◆ **Job 1**: State whether each statement agrees with the Copa Conecta text below, answering yes or no and quoting the exact words of the text that decide it. (a) The 2021–22 edition involved 32 teams. (b) Muxes won the tournament. (c) The Copa Conecta was created in 2021.
◆ **Job 2**: Extend the Copa Conecta text below, picking up after its final line.

◆ **Supplied text**:
★ ★ ★ ★ ★ ★ ★
2021–22 Copa Conecta

Tournament details
- Country: Mexico
- Dates: 14 December 2021 – 8 March 2022
- Teams: 32

Final positions
- Champions: Aguacateros de Peribán
- Runners-up: Muxes

= 2021–22 Copa Conecta =

The 2021–22 Copa Conecta was the 1st edition of the Copa Conecta, a knockout competition for Mexican football clubs from Liga Premier and Liga TDP.

The Copa Conecta is an official Mexican tournament that was created in 2021 with the aim of providing a greater opportunity for development to the football players of the Premier and TDP league teams.

==Qualified teams==

- Teams classified in position 5 to 8 of groups 1 and 2 of Serie A and Serie B at Torneo Apertura 2021.
★ ★ ★ ★ ★ ★ ★
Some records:

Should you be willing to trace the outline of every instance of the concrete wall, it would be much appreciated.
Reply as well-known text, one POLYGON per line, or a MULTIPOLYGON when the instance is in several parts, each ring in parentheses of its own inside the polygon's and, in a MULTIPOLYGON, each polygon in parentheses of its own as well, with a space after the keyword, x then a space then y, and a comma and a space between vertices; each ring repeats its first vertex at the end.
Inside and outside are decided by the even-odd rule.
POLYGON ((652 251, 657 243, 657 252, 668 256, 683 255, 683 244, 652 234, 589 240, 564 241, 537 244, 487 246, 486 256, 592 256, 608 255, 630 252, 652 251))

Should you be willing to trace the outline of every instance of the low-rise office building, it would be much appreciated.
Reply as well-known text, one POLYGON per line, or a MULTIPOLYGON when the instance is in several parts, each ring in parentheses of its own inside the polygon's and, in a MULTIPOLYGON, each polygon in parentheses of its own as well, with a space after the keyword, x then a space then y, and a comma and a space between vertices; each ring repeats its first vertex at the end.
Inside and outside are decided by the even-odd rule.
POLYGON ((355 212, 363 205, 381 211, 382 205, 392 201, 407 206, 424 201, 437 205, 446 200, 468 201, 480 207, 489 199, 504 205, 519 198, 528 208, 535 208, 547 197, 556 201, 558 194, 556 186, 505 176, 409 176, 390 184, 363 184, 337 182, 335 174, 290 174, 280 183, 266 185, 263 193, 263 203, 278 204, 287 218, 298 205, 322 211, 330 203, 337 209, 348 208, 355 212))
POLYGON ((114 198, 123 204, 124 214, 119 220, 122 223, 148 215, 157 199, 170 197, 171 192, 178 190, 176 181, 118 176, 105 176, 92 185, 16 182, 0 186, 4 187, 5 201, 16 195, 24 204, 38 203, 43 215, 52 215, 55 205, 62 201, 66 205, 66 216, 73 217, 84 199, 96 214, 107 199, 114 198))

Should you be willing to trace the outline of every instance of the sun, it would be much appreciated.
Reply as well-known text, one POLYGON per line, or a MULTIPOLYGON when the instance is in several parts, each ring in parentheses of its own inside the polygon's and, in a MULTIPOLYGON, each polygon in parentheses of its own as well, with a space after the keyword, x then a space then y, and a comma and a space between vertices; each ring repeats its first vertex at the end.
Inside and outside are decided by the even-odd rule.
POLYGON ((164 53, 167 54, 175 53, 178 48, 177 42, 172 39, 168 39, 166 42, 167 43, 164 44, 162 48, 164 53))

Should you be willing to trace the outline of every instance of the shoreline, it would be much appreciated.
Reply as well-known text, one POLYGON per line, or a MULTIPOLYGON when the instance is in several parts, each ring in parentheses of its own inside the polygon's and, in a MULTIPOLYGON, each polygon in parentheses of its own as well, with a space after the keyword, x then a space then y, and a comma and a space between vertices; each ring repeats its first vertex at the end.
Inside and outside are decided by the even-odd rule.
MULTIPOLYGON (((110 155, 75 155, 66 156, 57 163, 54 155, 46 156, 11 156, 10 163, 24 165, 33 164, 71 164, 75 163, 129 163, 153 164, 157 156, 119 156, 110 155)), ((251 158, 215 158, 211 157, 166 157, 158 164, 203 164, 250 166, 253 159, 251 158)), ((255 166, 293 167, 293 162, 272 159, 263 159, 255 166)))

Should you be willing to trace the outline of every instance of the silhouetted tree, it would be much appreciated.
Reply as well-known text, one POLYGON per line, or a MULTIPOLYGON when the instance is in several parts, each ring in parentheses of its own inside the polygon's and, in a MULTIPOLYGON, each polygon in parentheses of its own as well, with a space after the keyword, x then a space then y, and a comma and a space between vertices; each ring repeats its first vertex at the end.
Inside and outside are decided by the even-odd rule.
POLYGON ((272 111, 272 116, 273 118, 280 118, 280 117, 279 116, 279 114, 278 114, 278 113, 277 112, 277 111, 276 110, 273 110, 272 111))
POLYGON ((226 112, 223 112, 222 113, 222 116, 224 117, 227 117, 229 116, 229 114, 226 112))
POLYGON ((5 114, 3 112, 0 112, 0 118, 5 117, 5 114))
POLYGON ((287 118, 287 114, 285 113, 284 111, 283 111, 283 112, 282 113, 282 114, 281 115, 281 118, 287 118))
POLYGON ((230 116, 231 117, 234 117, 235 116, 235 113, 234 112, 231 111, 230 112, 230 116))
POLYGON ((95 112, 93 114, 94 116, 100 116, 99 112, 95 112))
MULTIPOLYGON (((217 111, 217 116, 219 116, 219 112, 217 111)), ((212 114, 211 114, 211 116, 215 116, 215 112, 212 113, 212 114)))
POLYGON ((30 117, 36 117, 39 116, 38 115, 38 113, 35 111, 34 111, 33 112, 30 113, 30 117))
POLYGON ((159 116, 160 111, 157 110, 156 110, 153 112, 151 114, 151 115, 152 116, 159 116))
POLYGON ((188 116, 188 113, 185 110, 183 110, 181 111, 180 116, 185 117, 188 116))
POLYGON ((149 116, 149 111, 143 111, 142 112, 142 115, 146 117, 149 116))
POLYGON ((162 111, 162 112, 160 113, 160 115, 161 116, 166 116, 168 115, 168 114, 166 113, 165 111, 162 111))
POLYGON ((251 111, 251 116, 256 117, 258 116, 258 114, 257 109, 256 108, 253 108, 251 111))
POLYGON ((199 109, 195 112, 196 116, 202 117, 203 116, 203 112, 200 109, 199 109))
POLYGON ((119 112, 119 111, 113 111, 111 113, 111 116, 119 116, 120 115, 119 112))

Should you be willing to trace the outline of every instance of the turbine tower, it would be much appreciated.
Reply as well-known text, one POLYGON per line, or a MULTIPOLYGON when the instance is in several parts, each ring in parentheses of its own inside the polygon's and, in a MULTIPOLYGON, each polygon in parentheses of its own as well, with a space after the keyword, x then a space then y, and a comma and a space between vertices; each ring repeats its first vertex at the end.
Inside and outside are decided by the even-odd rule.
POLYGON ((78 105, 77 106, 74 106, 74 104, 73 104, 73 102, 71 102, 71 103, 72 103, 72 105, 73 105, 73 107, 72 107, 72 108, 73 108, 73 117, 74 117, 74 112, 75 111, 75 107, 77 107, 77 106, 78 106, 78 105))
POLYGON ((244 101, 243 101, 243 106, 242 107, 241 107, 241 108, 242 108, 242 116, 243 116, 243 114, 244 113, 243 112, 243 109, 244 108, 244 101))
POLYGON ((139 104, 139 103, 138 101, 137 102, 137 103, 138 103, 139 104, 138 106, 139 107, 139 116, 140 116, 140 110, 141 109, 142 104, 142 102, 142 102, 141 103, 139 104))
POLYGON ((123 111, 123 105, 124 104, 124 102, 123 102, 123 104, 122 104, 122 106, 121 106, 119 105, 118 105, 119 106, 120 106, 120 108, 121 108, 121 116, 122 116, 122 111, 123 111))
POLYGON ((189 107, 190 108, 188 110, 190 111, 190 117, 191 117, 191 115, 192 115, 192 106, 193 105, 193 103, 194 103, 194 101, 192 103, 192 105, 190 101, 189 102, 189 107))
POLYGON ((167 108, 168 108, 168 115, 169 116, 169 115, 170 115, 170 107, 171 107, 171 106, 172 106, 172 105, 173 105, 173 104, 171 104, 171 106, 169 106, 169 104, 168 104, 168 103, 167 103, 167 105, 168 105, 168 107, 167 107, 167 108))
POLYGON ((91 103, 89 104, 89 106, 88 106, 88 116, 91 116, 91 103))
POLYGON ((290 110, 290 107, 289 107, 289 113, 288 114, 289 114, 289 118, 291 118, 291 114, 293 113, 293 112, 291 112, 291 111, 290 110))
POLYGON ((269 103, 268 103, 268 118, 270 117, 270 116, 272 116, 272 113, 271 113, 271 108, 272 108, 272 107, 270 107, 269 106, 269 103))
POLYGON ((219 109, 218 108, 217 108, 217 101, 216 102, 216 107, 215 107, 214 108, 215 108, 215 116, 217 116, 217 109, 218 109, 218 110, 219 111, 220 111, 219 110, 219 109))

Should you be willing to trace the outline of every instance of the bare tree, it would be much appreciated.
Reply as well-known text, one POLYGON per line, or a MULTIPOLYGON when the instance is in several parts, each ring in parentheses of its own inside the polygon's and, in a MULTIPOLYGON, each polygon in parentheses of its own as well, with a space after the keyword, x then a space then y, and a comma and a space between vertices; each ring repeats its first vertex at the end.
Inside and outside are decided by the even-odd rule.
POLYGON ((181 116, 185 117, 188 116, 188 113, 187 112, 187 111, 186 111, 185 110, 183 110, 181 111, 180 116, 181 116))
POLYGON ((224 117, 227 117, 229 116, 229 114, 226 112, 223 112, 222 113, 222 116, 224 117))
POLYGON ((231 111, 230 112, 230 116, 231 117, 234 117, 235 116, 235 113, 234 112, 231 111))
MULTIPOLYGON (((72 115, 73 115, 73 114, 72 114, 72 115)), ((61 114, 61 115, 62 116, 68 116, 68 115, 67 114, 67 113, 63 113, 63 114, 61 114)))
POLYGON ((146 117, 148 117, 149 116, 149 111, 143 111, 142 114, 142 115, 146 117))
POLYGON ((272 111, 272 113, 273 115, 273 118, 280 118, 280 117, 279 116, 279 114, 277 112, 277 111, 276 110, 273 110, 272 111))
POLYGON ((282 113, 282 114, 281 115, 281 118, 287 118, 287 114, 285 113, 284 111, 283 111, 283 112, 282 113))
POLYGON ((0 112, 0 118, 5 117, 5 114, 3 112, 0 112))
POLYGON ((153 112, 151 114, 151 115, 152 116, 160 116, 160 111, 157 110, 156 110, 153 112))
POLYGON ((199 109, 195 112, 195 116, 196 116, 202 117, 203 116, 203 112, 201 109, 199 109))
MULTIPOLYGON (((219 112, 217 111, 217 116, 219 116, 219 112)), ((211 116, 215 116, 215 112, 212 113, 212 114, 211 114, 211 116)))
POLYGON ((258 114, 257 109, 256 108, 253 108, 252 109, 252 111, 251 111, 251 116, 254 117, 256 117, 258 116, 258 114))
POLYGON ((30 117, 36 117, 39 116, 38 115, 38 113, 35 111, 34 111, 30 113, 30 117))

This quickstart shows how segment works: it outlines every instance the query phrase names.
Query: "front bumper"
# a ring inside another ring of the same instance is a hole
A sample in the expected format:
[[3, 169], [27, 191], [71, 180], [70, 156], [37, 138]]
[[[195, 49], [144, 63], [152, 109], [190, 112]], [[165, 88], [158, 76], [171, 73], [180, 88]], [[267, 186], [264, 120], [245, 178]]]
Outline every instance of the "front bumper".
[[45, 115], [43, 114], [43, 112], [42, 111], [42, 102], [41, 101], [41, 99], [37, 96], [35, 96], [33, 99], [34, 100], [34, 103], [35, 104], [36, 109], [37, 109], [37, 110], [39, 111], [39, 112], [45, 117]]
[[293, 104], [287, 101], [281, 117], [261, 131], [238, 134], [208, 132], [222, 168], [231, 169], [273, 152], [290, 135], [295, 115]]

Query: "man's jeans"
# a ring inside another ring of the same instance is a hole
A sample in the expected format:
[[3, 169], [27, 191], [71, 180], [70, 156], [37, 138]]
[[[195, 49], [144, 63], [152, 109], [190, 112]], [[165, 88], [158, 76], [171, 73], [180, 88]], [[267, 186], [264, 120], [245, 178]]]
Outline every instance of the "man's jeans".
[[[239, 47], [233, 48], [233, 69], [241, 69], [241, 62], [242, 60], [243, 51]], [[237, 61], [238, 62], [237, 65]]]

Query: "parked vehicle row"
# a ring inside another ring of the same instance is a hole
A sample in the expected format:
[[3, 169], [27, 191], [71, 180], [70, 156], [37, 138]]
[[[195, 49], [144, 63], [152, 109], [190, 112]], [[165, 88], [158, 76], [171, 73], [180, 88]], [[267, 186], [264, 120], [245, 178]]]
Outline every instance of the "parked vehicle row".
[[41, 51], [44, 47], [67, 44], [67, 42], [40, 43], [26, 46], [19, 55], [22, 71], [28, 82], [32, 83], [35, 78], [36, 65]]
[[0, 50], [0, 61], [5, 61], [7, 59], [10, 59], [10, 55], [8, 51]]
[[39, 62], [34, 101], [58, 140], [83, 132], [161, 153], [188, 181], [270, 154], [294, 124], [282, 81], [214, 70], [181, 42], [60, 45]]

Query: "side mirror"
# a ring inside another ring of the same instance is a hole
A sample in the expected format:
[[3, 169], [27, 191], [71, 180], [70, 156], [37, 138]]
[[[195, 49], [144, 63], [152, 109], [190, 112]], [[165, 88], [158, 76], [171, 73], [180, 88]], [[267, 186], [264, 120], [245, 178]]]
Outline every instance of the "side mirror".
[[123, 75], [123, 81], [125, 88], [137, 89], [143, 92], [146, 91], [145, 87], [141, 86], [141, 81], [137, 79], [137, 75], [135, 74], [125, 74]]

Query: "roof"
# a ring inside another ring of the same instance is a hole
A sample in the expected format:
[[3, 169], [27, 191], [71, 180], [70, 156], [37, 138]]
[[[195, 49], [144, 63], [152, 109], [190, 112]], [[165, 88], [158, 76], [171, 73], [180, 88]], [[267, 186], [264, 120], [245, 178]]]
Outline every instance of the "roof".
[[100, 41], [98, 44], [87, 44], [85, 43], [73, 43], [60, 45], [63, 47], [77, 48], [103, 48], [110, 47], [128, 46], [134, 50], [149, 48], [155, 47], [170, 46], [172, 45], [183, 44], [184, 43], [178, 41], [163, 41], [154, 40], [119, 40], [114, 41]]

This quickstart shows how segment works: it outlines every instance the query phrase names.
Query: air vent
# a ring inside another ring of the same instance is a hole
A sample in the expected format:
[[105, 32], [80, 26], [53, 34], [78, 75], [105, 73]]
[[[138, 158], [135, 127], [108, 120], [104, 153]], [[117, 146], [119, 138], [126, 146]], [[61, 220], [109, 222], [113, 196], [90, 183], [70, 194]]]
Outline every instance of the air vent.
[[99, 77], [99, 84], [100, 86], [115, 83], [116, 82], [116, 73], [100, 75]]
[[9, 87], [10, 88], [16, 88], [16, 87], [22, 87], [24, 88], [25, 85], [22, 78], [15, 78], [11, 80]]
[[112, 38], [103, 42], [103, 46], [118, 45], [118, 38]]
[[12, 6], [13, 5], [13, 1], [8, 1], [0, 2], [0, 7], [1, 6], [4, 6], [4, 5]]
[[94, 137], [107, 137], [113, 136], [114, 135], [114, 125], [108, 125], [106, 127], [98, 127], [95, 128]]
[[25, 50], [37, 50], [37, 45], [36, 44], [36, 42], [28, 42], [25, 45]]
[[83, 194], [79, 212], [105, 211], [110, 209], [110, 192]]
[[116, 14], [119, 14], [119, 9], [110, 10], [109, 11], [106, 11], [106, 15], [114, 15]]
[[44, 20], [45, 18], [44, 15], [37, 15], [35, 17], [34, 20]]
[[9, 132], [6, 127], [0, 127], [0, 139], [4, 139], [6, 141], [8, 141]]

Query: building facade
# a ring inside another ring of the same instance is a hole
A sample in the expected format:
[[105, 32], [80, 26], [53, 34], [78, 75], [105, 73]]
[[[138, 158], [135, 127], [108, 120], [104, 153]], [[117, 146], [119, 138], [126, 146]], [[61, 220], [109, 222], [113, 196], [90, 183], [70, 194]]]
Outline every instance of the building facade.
★ ★ ★ ★ ★ ★ ★
◆ **Written reply 1**:
(a) Yes: "Teams: 32"
(b) No: "Champions: Aguacateros de Peribán" and "Runners-up: Muxes"
(c) Yes: "was created in 2021"

◆ **Written reply 2**:
- Ciervos (Serie B)
- Colima (Serie A – Group 1)
- Gavilanes de Matamoros (Serie A – Group 1)
- Guerreros de Xico (Serie B)
- Huracanes Izcalli (Serie B)
- Inter Querétaro (Serie A – Group 2)
- Lobos Huerta (Serie B)
- Montañeses (Serie A – Group 2)
- Sporting Canamy (Serie A – Group 2)
- Tecos (Serie A – Group 1)
- Tritones Vallarta (Serie A – Group 1)
- Zap (Serie A – Group 2)

- Teams classified at the first place of the 17 groups of the Liga TDP and the top 3 classified in the league coefficient table.
- Aguacateros de Peribán (Liga TDP – Group 10)
- Alebrijes de Oaxaca (Liga TDP – Group 2)
- Aragón (Liga TDP – Group 4)
- Bombarderos de Tecámac (Liga TDP – Group 8)
- Catedráticos Elite (Liga TDP – Group 13)
- Cimarrones de Sonora (Liga TDP – Group 16)
- Deportiva Venados (Liga TDP – Group 1)
- Diablos Tesistán (Liga TDP – Group 14)
- Estudiantes del Oro (Liga TDP – Group 6)
- Estudiantes de Querétaro (Liga TDP – Group 9)
- Gorilas de Juanacatlán (Liga TDP – Group 12)
- Guerreros DD (Liga TDP – Group 5)
- Juárez (Liga TDP – Group 7)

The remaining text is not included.